◆ Task statement
Copy the text about Molly's outfit from "I want you to" to "wears real pajamas in public.", changing "Molly" to "Mollz".

◆ Given text

○ ○ ○ ○ ○

I remember when she bought these jeans at the Barney’s Warehouse Sale.  We grabbed drinks that night at the Bourgeois Pig and I swear she looked so skinny I wanted to feed her a cookie.  (Obviously a double chocolate from Subway — the best deal in Manhappening, 3 cookies for $1.)  If I were her, I would never take these jeans off my body.  Lucky for the world, I do not own them.  You can only wear wide legged jeans on so many occasions — unfortunately, my job is not one of them, and I like being employed.

Along with her Warby specs, Mollz also has enough wrist candy to lure unsuspecting children into her unmarked van.  (I can’t tell if this joke is inappropriate or hysterical.)  My favorite part is that she is wearing three watches all set to a different time.  We run on a schedule few others can follow.  And by few others, I mean, I have no schedule and am perpetually 15 minutes later.  I do what I can, people. 

I want you to know that if I tried to wear that many things on my limbs, I would look absolutely ridiculous.  I mean, straight bat shit crazy.  Molly looks cool.  There is a reason I’m the one who wears real pajamas in public.

All in all, I liked walking around wearing a silk coat of arms.  I felt just like Hugh Hefner — minus pretty much anything else that would make me feel like Hugh Hefner because he is 86 and I don’t own a sailor hat.

○ ○ ○ ○ ○

◆ Information shown
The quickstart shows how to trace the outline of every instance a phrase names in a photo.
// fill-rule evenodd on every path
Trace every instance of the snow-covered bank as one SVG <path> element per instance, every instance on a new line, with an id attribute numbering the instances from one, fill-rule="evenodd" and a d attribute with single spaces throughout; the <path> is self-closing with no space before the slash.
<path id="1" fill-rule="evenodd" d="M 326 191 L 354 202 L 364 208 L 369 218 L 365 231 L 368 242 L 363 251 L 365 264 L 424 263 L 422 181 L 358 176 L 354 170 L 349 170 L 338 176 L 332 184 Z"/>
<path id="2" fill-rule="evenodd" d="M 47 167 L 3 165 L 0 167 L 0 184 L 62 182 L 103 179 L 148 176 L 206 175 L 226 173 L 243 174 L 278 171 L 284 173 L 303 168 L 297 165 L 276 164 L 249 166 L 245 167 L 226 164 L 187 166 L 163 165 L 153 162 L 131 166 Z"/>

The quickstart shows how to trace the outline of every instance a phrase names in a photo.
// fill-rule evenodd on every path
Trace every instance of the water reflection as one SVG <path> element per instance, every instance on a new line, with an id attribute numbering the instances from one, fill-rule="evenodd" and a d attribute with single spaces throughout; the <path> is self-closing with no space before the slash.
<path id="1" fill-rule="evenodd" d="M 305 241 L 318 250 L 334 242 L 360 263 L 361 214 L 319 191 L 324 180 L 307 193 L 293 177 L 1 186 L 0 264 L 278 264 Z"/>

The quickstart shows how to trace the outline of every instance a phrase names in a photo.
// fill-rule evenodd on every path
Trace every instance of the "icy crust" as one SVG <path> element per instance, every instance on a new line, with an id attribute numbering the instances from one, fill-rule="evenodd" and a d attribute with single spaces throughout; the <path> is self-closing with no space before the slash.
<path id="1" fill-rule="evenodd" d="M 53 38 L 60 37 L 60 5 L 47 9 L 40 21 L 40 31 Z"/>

○ ○ ○ ○ ○

◆ Task result
I want you to know that if I tried to wear that many things on my limbs, I would look absolutely ridiculous.  I mean, straight bat shit crazy.  Mollz looks cool.  There is a reason I’m the one who wears real pajamas in public.